━━━━━ Text ━━━━━
Ampere-hour-scale soft-package potassium-ion hybrid capacitors enabling 6-minute fast-charging

Huanxin Li; Yi Gong; Haihui Zhou; Jing Li; Kai Yang; Boyang Mao; Jincan Zhang; Yan Shi; Jinhai Deng; Mingxuan Mao; Zhongyuan Huang; Shuqiang Jiao; Yafei Kuang; Yunlong Zhao; Shenglian Luo

doi:10.1038/s41467-023-42108-6

Ampere-hour-scale soft-package potassium-ion hybrid capacitors enabling 6-minute fast-charging

Nat Commun. 2023 Oct 12;14(1):6407. doi: 10.1038/s41467-023-42108-6.

Authors

Huanxin Li^#^{1

2

3

4}, Yi Gong^#^{5

6}, Haihui Zhou⁷, Jing Li⁸, Kai Yang⁶, Boyang Mao², Jincan Zhang², Yan Shi⁹, Jinhai Deng¹⁰, Mingxuan Mao¹¹, Zhongyuan Huang¹, Shuqiang Jiao¹², Yafei Kuang¹, Yunlong Zhao¹³, Shenglian Luo¹⁴

Affiliations

¹ State Key Laboratory for Chemo/Biosensing and Chemometrics, College of Chemistry and Chemical Engineering, Hunan University, Changsha, Hunan, 410082, China.
² Department of Engineering, University of Cambridge, 9 JJ Thomson Avenue, Cambridge, CB3 0FA, UK.
³ Department of Chemistry, Physical & Theoretical Chemistry Laboratory, University of Oxford, South Parks Road, Oxford, OX1 3QZ, UK.
⁴ Electrochemical Innovation Lab, Department of Chemical Engineering, University College London, London, WC1E 7JE, UK.
⁵ Dyson School of Design Engineering, Imperial College London, London, SW7 2BX, UK.
⁶ Advanced Technology Institute, University of Surrey, Guildford, Surrey, GU2 7XH, UK.
⁷ State Key Laboratory for Chemo/Biosensing and Chemometrics, College of Chemistry and Chemical Engineering, Hunan University, Changsha, Hunan, 410082, China. haihuizh@hnu.edu.cn.
━━━━━ Source data ━━━━━
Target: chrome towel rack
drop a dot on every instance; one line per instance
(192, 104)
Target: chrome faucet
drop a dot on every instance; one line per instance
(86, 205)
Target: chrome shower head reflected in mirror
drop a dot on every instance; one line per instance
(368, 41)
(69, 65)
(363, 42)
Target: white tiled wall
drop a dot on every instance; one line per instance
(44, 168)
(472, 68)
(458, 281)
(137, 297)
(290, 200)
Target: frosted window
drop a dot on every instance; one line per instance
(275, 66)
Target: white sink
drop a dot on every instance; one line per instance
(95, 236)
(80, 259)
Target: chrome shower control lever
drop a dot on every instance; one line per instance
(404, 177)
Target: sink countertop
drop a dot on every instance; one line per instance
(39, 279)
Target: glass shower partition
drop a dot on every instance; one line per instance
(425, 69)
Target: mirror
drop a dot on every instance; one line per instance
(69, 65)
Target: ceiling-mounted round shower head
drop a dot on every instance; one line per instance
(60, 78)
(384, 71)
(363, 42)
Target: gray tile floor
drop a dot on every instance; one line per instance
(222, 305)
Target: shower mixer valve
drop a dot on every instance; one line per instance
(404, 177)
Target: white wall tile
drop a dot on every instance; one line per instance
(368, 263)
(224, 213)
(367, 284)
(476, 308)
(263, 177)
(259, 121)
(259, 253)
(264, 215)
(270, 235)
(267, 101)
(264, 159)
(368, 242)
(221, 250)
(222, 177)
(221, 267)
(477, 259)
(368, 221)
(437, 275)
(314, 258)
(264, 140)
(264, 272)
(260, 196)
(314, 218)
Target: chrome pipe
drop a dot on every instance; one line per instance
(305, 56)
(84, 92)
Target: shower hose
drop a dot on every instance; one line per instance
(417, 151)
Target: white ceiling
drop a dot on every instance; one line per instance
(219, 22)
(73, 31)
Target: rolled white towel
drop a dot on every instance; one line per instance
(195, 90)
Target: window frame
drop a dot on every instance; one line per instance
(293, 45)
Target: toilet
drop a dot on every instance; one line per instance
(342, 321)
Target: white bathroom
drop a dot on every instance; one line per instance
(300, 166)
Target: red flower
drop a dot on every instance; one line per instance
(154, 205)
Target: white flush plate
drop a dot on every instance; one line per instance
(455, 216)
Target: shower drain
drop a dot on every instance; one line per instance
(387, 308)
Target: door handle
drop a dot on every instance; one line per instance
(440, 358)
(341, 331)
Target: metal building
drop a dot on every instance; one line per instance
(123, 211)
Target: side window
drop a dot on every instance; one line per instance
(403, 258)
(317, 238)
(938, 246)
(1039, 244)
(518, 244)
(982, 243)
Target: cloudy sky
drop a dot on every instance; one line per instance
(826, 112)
━━━━━
> **What to produce**
From the author list in the article header, name every author marked with affiliation 1. The items have nothing to do with the article header.

> **Result of the exercise**
Huanxin Li, Zhongyuan Huang, Yafei Kuang